Aim of the task: Could you rewrite every line of the items below as one numbered list, leaving out any blank lines?

Exercise input:
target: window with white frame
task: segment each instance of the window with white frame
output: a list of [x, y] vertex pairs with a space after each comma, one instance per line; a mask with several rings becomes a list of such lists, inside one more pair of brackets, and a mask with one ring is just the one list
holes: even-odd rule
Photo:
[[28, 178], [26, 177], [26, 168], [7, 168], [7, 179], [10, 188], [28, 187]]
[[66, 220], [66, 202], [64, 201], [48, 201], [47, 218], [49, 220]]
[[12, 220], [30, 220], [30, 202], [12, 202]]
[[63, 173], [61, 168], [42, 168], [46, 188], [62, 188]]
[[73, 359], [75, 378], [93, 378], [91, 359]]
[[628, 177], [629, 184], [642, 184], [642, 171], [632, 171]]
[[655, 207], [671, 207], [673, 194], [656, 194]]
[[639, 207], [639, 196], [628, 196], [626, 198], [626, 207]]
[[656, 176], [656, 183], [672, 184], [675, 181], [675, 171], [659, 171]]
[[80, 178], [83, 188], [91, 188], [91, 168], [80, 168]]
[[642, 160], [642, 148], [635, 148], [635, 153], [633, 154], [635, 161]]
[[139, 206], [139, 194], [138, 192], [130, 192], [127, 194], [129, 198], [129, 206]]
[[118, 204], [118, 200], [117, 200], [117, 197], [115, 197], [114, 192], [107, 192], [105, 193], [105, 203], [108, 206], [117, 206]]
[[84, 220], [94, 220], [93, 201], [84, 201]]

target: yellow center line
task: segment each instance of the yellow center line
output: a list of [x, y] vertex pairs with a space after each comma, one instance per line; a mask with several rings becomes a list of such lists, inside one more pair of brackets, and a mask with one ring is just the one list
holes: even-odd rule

Written answer:
1. target: window with white frame
2. task: segment each instance of the window with white frame
3. output: a list of [x, y] vertex pairs with a space after each comma, one instance per line; a mask with several rings becomes a list of such lists, inside one more pair of brackets, and a mask with one ring is just the one list
4. holes: even-odd rule
5. Photo:
6. [[28, 178], [26, 177], [26, 168], [7, 168], [7, 179], [10, 188], [28, 187]]
7. [[66, 220], [66, 202], [64, 201], [48, 201], [47, 218], [49, 220]]
8. [[12, 220], [30, 220], [30, 202], [12, 202]]
9. [[63, 173], [61, 168], [42, 168], [46, 188], [62, 188]]
10. [[73, 359], [75, 378], [93, 378], [91, 359]]
11. [[628, 177], [629, 184], [642, 184], [642, 171], [632, 171]]
12. [[655, 207], [671, 207], [673, 194], [656, 194]]
13. [[639, 207], [639, 196], [628, 196], [626, 198], [626, 207]]
14. [[656, 176], [656, 183], [672, 184], [675, 181], [675, 171], [659, 171]]
15. [[80, 178], [83, 188], [91, 188], [91, 168], [80, 168]]
16. [[642, 160], [642, 148], [635, 148], [635, 153], [633, 154], [635, 161]]
17. [[139, 206], [139, 194], [138, 192], [130, 192], [127, 194], [129, 198], [129, 206]]
18. [[118, 204], [118, 200], [117, 200], [117, 197], [115, 197], [114, 192], [107, 192], [105, 193], [105, 203], [108, 206], [117, 206]]
19. [[84, 220], [94, 220], [93, 201], [84, 201]]
20. target: yellow center line
21. task: segment each instance of the yellow center line
22. output: a list of [x, y] vertex pairs with a space after each comma, one instance per line; a mask with several rings becomes a list of such lists, inside one more pair of brackets, and a mask with one ring is just the one list
23. holes: even-odd rule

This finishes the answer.